## SELECTED TEXT
Don’t panic, this is not a political statement. I’m talking about the price of a little peace and quiet. And the lengths two weary parents will go to, to achieve it.
After spending last week at the Mayo Clinic, and being completely ill prepared with activities for the children and ALL THE DRIVING and ALL THE WAITING, we took a different approach this week.
Last week when we discovered we would have to spend far more time at the hospital than anticipated, we stopped and asked a helpful looking elderly woman behind a desk if there was a playground, or play area that we could take out children to.
She looked a tad confused for a moment, and then as if she suddenly thought of a grand idea, she offered, “Well, we have a pond with live creatures in it!”
She may as well have said, “Well, there’s a nearby highway, perhaps they could chase some cars!” Because in Florida, “live creatures” is code for CHILDREN-EATING ALLIGATORS.
So in order to prepare for the trip we took earlier this week, we did the unthinkable. No, we didn’t use the duct tape. That’s reserved for home repair. We purchased a Nintendo DS for each of them. Merry Christmas. In September.
I swore up and down that I would not stoop to doing that. I mean, we grew up in an era of long car trips, and we amused ourselves with books, and toys, and the super fun game of dodge mom’s hand when she reached back to swat us.
In our parenting defense, we did set a time limit of 20 minutes to play at a time. And interspersed in the car trip was homeschool work, reading and drawing time, and the super fun game of dodging dad’s hand when he reaches back to swat at the offspring. (Remember, mom usually has the pleasure of swatting the air, but my arms are indisposed for the time being.)
People, it was as if we had indeed installed the plexiglass partition in the van for those blessed 20 minutes. That partition I’ve been talking about inventing since, well, becoming a parent to 3 children.

## GIVEN DATA

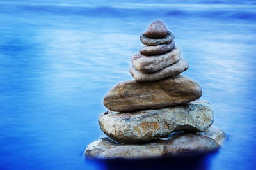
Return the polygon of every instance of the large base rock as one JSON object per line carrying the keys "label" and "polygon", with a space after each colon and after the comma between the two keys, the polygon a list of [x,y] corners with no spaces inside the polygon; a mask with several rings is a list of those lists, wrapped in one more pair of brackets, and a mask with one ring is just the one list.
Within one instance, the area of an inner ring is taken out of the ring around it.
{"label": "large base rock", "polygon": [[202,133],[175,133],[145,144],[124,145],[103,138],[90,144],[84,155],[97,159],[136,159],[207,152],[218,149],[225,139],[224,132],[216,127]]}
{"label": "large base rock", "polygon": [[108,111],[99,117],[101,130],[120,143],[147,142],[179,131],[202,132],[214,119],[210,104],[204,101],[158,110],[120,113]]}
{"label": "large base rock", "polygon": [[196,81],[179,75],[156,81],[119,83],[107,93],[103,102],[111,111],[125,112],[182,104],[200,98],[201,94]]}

...

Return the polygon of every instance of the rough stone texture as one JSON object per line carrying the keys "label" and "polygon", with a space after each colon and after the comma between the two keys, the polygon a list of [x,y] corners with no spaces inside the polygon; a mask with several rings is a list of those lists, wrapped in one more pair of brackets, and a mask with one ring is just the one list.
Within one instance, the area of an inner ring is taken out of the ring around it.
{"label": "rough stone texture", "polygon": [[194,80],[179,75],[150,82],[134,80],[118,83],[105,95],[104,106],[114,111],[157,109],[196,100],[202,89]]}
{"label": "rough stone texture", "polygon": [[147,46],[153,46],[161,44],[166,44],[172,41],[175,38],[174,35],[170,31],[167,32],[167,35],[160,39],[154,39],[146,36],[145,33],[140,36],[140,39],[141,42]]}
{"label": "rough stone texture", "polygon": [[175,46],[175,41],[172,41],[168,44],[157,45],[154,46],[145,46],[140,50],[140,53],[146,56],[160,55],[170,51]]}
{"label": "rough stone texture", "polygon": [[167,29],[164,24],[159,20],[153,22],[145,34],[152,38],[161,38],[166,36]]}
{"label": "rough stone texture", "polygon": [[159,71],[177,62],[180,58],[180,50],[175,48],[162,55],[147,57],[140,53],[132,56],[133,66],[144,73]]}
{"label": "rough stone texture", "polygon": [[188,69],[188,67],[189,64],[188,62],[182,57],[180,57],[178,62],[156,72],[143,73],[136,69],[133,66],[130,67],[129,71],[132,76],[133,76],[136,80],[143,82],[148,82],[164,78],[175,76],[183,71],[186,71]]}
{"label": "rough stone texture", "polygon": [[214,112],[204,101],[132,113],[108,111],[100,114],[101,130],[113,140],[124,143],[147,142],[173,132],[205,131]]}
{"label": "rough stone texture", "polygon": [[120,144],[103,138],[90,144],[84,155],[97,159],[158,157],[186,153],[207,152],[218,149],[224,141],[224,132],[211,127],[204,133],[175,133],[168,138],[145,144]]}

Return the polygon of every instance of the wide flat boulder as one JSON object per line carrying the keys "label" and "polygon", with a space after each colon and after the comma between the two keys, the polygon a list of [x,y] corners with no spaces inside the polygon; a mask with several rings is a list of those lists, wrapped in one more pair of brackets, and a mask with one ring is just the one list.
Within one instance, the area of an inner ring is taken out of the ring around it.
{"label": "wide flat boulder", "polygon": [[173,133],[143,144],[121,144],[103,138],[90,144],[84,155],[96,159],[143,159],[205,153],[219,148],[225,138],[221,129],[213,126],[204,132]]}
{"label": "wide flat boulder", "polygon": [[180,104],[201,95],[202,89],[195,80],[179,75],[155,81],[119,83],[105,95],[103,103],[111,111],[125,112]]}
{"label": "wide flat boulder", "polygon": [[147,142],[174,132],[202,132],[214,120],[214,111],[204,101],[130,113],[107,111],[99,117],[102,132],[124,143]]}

## YOUR OBJECTIVE
Transcribe the blog post about keeping children quiet on hospital trips, copying everything from "Last week when" down to "out children to.".

## SOLUTION TO THIS PROBLEM
Last week when we discovered we would have to spend far more time at the hospital than anticipated, we stopped and asked a helpful looking elderly woman behind a desk if there was a playground, or play area that we could take out children to.